## Problem description:
Please rewrite the rows below, swapping "lane-flow tally" for "harbor survey" wherever it occurs and keeping everything else the same.

Location annotation dataset excerpts
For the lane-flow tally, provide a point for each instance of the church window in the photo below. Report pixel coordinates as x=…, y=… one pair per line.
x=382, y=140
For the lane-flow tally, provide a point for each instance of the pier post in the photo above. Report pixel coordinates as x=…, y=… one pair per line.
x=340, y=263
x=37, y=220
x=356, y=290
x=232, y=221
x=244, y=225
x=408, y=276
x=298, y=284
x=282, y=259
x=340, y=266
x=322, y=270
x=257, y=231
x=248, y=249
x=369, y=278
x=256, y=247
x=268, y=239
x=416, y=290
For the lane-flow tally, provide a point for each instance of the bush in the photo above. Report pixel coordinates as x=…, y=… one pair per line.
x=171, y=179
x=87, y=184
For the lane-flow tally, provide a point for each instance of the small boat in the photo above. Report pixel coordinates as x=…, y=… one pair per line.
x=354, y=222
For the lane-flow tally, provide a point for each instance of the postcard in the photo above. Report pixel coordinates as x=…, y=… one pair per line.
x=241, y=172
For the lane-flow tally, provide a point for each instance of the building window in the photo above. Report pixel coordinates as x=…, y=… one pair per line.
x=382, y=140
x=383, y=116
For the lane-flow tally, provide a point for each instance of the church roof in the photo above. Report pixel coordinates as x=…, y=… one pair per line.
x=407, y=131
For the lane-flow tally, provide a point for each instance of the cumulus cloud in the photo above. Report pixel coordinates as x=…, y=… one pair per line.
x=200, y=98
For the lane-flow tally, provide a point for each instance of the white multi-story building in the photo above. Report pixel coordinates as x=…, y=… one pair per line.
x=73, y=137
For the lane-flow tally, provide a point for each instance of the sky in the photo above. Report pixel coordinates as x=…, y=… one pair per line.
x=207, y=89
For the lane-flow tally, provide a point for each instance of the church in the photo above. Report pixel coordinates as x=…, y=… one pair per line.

## Answer:
For the harbor survey, provide a point for each instance of the church window in the photo below. Report pixel coordinates as x=…, y=… one pair per line.
x=382, y=140
For the harbor survey, provide a point for each instance of the pier post in the photo above. Report pixel coordinates as x=…, y=… one pair per line.
x=340, y=263
x=37, y=220
x=356, y=290
x=232, y=221
x=244, y=225
x=408, y=276
x=298, y=284
x=282, y=259
x=340, y=266
x=322, y=270
x=257, y=231
x=248, y=249
x=369, y=278
x=256, y=247
x=268, y=239
x=416, y=290
For the harbor survey, provide a point for each instance of the bush in the photo above. Report pixel coordinates as x=…, y=… one pair per line.
x=171, y=179
x=87, y=184
For the harbor survey, provide a point for each instance of the small boat in the photo above. Report pixel coordinates as x=…, y=… one pair per line.
x=354, y=222
For the harbor survey, provide a point for each instance of the postcard in the photo above. Report pixel coordinates as x=…, y=… one pair per line.
x=241, y=172
For the harbor survey, provide a point for each instance of the building window in the photo above. Report pixel coordinates as x=…, y=… one pair per line.
x=382, y=140
x=383, y=116
For the harbor survey, provide a point for each instance of the church roof in the photo above. Report pixel coordinates as x=…, y=… one pair per line.
x=407, y=131
For the harbor survey, provide a point for each instance of the cumulus cloud in the photo above. Report pixel coordinates as x=…, y=… one pair per line.
x=200, y=98
For the harbor survey, provide a point for each instance of the white multi-story building in the photo above. Report pixel coordinates as x=…, y=… one pair per line.
x=73, y=137
For the harbor survey, provide a point for each instance of the sky in the photo above. Report pixel coordinates as x=…, y=… one pair per line.
x=207, y=89
For the harbor survey, provide a point for each instance of the church in the photo above. Report pixel coordinates as x=…, y=… one pair per line.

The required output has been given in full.